■ Page text:
►
The "Fish" philosophy enlists four basic principles as a way to re-energize any organization, and to create a 'World Famous' experience for the customers. These principles are the following:
- "Choose your attitude" - It's us who decide whether to have a joyful day or a grumpy day at the workplace. It's our attitude which decides whether we make our work-hours a fulfilling and psychologically enriching time, or a banal ritual, which we unwillingly have to do whether we like it or not. Quoting a line from the book, "Life is too precious just to be passing through to retirement". So choose to have a positive enthusiastic and passionate attitude towards work, and see benefits for yourself.
- "Play" - It might sound amusing and childish to people to suggest the application of this principle to the austere corporate environment. However, for contentment, it is essential to play, to add more energy and zing to our everyday lives, as the play is directly proportional to how much we enjoy ourselves, how much we enjoy our work.
◄
■ What is needed: Continue the passage on the "Fish" workplace philosophy, picking up after its last sentence.

■ Material shown:
►
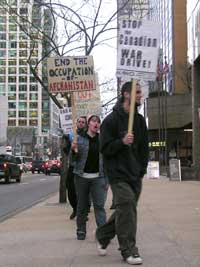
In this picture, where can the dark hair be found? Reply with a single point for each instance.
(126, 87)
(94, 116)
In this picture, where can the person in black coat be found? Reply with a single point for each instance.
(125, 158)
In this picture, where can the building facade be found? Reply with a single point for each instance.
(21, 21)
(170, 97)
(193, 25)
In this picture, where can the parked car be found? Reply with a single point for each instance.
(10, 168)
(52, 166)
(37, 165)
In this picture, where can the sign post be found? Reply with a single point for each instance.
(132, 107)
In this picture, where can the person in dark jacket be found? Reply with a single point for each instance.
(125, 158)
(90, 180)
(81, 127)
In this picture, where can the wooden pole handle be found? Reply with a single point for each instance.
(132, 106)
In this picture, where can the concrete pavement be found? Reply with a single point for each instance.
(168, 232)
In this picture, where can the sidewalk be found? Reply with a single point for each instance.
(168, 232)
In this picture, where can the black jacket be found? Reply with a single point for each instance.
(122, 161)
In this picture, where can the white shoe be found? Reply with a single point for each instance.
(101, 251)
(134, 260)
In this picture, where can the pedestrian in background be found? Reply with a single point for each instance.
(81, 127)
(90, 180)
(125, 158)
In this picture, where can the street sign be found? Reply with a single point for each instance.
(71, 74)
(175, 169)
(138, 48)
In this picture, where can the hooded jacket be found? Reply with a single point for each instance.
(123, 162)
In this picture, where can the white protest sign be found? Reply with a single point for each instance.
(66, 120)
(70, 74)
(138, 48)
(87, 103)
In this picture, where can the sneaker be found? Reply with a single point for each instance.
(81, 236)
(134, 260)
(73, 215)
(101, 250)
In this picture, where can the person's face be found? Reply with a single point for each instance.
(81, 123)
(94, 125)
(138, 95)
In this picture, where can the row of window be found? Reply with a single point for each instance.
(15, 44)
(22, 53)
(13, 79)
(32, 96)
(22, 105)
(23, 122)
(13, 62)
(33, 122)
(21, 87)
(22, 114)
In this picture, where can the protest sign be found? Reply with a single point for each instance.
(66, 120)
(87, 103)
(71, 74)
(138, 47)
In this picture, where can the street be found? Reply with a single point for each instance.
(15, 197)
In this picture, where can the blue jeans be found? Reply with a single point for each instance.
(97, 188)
◄
►
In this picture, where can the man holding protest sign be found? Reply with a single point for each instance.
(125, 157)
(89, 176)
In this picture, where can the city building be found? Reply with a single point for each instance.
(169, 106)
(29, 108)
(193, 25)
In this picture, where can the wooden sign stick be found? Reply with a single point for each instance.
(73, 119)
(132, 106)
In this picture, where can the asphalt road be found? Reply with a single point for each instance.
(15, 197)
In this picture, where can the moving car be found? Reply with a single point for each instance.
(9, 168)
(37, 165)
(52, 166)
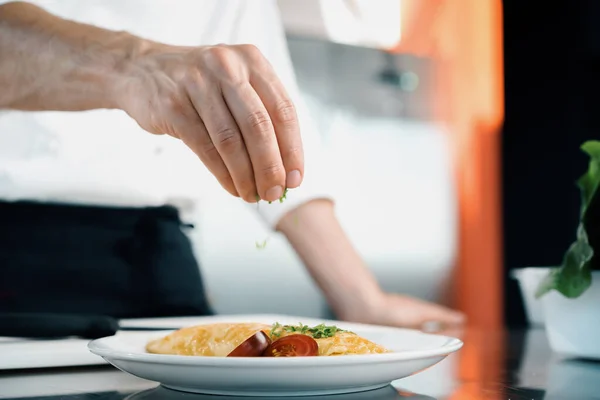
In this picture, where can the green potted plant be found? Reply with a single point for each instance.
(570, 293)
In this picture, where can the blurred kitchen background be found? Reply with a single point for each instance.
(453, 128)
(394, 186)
◄
■ Response to the task:
- "Make their day" - where 'their' refers to our customers. We should engage customers and welcome them cordially. Involving others and working to "make their day" directs attention towards the customer. Focusing our attention on ways to make the other person's day provides a constant flow of energy, and makes the otherwise dull work a joyful experience. Thus, we can give them reasons to smile and experiences which they will love to reminisce and cherish for long time afterward.
- "Be present" - We should be fully present for our work, giving it complete undivided attention. We should be present for each other and for our customers. Even if we are done with the work assigned directly to us, we should seek out opportunities to get more involved in the work. For example, there is always a customer waiting to get his grievances attended to. We can help if, if not directly, then by directing him to those who can help.
Finally, quoting the most motivating lines from the book:
"There is something I know about you that you may not even know about yourself. You have within you more resources of energy than have ever been tapped, more talent than has ever being exploited, more strength than has ever been tested, and more to give than you have ever given."
So, go ahead, and FISH! Happy Fishing folks....!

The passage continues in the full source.